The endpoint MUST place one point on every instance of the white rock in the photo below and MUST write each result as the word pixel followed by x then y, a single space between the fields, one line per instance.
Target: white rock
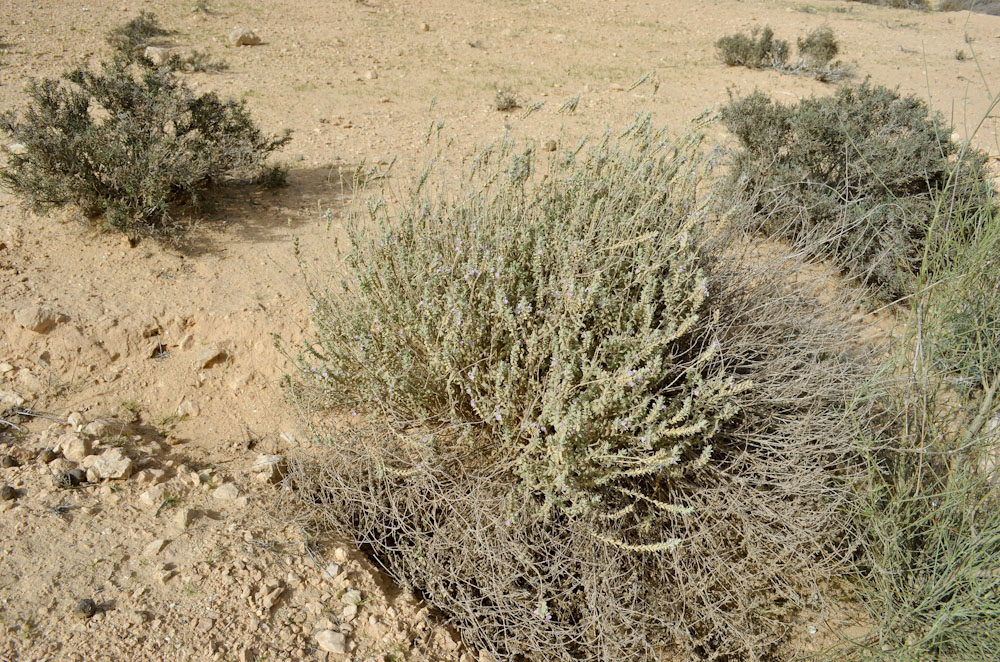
pixel 114 465
pixel 269 468
pixel 74 447
pixel 226 492
pixel 40 319
pixel 244 37
pixel 158 56
pixel 152 497
pixel 331 642
pixel 155 547
pixel 99 428
pixel 10 399
pixel 184 517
========================================
*INSTRUCTIONS FOR THE TASK*: Copy the lines above word for word, leaving out the picture.

*SOLUTION FOR THIS PROBLEM*:
The endpoint MUST place one point on every instance of the white rock in the photo below and MUST write each result as the word pixel followed by x then y, a single space between the fields, one line per instance.
Target: white rock
pixel 114 465
pixel 269 468
pixel 74 447
pixel 226 492
pixel 40 319
pixel 244 37
pixel 158 56
pixel 152 497
pixel 331 642
pixel 155 547
pixel 99 428
pixel 10 399
pixel 184 517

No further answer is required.